> PROBLEM STATEMENT
If a line appears in the data below, it must appear in your answer exactly as given.

Source records

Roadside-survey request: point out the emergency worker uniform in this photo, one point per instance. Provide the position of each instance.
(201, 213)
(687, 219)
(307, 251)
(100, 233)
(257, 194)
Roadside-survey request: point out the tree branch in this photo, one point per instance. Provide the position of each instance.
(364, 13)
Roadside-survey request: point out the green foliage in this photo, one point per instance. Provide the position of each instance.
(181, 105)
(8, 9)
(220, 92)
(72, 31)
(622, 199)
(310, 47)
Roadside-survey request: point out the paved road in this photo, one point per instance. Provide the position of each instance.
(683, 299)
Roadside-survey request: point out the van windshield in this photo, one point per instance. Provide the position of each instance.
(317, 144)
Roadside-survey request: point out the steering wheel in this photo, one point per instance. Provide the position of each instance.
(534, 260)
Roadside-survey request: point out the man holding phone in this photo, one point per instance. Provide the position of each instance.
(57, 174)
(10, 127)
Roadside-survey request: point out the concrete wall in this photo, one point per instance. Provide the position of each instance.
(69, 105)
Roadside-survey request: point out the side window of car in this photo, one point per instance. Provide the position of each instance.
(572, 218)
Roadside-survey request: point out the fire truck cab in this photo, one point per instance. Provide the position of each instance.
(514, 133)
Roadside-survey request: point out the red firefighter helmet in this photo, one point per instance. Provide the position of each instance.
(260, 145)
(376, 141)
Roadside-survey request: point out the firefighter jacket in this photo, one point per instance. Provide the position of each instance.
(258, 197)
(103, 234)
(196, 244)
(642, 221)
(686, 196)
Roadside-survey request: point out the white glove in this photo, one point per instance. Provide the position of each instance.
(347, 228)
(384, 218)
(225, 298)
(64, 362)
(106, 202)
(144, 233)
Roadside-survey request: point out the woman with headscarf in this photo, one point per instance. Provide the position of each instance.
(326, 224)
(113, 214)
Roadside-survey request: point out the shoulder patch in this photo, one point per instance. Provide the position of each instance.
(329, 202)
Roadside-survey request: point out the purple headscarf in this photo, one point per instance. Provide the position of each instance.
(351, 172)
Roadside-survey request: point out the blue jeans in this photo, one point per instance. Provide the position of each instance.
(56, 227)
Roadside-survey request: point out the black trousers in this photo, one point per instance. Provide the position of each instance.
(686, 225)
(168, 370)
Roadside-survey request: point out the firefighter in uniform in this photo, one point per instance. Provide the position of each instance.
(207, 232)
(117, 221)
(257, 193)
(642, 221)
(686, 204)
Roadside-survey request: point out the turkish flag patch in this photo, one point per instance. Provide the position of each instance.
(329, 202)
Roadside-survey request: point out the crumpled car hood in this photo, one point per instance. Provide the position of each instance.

> EXERCISE OUTPUT
Roadside-survey request: point out the emergency worker uniform in this photo, one point per instance. Provide the position of each instance.
(201, 213)
(687, 219)
(307, 251)
(100, 233)
(257, 194)
Roadside-survey request: point out the tree branch in this photo, one point per instance. Provide the position of each instance.
(364, 13)
Roadside-survey request: point out the green foliage in this photo, one point per instance. Provide the position of each instance.
(181, 105)
(8, 9)
(220, 92)
(72, 31)
(622, 199)
(310, 47)
Roadside-survey request: point out the paved road in this photo, one point per instance. Provide the position of each instance.
(683, 299)
Roadside-survey request: point out the van windshield in this photo, one point per instance. Provide the position of each instance.
(317, 144)
Roadside-survey request: point out the steering wheel in this photo, one point per instance. Provide the position of each instance.
(534, 260)
Roadside-survey request: point out the man holding phone in this photo, one point per instance. Provide the position of each instance.
(57, 174)
(10, 127)
Roadside-survey request: point out the concrete wall in this photo, one point per instance. Provide the position of each instance.
(69, 105)
Roadside-survey request: point out the side window of car in this photo, one point per instance. Provide the position of each instance.
(572, 218)
Roadside-survey request: point out the fire truck cab in this photo, one point per instance. Provide the position of each instance.
(514, 133)
Roadside-survey request: point out the red firefighter helmet in this photo, one point per instance. Provide the position of each instance.
(260, 145)
(376, 141)
Roadside-survey request: point out the firefighter jacket in this photo, one point per instance. Provide the position of each instance.
(258, 197)
(103, 234)
(196, 244)
(642, 221)
(686, 196)
Roadside-survey request: point out the white glove in this photo, one point per instance. Provide the position of each instance.
(347, 228)
(384, 218)
(225, 298)
(64, 362)
(106, 202)
(144, 233)
Roadside-survey request: point out the woman with headscarf in this photo, one point per instance. Provide the position of each instance.
(326, 224)
(113, 214)
Roadside-survey request: point out the shoulder patch in this photo, one point per instance. Provide the position of each instance.
(329, 202)
Roadside-survey request: point out the purple headscarf in this photo, one point per instance. Provide the position of each instance.
(351, 172)
Roadside-survey request: point out the blue jeans in this photo, one point per instance. Provide the position of each instance.
(56, 227)
Roadside-survey request: point out the black trousers in this photo, one point per instance. Provide the position of each instance.
(686, 225)
(168, 370)
Roadside-survey request: point out the firefighter in uniform in this photo, one point per instance. Provide the position of each instance.
(207, 232)
(117, 221)
(257, 193)
(642, 221)
(686, 204)
Roadside-survey request: point out the turkish flag patch in this photo, one point per instance. Provide the position of each instance.
(329, 202)
Roadside-survey request: point out the crumpled car hood in this photo, one point per instance. Provide the position of each instance.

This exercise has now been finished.